*** Block opens ***

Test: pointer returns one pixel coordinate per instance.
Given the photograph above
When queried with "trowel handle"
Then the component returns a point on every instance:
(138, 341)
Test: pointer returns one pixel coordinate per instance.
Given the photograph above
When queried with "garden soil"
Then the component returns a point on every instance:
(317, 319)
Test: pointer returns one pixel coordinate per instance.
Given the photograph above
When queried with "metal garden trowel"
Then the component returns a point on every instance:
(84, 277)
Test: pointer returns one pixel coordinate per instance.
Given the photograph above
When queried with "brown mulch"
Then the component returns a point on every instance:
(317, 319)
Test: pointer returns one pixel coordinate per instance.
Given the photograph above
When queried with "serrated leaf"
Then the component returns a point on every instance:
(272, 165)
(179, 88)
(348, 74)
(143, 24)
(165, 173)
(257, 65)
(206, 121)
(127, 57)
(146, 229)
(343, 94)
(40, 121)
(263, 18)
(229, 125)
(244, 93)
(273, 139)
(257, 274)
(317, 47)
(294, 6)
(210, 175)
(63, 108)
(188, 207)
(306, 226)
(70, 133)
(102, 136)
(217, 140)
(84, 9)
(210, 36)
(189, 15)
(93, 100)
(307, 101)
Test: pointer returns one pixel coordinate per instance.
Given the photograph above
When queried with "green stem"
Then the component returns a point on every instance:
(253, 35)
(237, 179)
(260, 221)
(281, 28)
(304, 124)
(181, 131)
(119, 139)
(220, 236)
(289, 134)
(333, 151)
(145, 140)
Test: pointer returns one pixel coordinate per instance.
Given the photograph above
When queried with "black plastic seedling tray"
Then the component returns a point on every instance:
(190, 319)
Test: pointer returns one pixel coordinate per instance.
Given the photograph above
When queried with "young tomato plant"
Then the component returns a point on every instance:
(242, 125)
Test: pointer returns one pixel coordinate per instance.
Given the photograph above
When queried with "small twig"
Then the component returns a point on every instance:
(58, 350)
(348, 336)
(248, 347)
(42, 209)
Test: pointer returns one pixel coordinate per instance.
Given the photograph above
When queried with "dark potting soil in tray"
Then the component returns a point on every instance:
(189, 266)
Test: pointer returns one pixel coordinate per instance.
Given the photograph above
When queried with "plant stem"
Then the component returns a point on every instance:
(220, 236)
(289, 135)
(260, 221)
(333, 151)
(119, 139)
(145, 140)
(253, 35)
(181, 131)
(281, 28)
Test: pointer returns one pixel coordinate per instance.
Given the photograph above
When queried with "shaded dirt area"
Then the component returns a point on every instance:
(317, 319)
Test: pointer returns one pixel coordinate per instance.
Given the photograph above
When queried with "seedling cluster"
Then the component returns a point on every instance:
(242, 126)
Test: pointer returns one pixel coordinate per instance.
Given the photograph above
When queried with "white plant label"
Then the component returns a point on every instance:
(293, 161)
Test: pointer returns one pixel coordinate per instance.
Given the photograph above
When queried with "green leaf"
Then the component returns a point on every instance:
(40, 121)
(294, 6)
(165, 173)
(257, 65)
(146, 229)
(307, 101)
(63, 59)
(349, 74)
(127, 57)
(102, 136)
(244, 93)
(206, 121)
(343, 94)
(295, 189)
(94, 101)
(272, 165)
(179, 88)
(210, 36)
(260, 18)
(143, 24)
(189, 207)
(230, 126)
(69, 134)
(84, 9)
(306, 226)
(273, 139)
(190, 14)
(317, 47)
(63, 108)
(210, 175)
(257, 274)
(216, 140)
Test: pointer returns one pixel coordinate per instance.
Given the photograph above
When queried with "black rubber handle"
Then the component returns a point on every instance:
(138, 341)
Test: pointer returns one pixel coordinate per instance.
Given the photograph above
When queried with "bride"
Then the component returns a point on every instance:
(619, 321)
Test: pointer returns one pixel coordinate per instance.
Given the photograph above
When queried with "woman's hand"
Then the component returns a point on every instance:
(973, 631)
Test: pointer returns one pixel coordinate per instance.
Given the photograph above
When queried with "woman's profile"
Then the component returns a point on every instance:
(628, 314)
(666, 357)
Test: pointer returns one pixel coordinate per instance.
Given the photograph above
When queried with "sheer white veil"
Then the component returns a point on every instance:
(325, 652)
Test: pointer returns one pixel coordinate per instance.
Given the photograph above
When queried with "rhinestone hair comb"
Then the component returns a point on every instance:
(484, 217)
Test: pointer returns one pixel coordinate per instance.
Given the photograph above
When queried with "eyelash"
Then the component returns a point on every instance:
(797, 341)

*** Block closes ***
*** Block opens ***

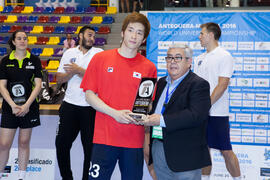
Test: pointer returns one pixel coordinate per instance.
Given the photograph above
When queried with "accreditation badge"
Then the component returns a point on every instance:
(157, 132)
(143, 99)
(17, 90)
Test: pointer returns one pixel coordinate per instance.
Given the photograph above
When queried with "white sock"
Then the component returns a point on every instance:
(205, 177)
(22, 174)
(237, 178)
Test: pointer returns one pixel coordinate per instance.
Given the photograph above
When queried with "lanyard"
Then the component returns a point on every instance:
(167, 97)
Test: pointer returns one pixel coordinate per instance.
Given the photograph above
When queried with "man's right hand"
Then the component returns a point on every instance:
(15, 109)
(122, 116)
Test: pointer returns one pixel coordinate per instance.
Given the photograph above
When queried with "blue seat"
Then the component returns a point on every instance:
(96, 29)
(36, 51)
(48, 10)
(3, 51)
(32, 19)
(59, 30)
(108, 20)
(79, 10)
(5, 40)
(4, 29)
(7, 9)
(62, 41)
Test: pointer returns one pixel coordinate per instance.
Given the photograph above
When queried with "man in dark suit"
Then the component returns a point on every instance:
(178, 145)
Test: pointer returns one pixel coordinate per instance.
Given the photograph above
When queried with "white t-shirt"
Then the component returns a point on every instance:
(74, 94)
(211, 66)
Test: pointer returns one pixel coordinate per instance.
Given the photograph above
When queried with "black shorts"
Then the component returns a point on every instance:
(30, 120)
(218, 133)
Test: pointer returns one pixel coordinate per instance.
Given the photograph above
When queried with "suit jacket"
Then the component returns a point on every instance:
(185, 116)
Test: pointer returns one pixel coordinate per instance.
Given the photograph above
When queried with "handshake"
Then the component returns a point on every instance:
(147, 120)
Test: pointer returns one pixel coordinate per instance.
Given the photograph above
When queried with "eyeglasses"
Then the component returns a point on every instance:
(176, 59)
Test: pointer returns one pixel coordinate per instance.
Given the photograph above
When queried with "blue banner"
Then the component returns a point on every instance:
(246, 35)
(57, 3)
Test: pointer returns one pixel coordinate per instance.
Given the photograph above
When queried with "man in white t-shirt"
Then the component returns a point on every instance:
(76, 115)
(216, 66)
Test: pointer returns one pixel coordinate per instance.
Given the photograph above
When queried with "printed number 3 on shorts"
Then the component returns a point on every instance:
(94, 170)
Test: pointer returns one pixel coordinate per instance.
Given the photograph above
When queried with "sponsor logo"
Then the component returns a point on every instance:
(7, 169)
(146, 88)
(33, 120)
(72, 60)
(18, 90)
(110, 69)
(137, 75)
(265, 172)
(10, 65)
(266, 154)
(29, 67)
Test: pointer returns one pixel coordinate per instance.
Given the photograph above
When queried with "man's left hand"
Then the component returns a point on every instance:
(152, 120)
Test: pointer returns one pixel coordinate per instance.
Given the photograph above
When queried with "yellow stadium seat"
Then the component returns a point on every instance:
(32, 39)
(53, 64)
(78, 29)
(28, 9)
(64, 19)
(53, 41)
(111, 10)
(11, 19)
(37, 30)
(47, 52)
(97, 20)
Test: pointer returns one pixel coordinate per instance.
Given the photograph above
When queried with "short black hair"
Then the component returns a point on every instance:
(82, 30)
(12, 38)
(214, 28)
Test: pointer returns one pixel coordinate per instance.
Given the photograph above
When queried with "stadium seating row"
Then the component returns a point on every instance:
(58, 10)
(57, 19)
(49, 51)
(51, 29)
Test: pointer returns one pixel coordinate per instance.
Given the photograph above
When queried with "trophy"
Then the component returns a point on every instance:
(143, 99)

*** Block closes ***

• _To do_
Pull out all lines from the entries above that include the word "blue".

• _Output below_
When queried with "blue seat"
When queried with "blue banner"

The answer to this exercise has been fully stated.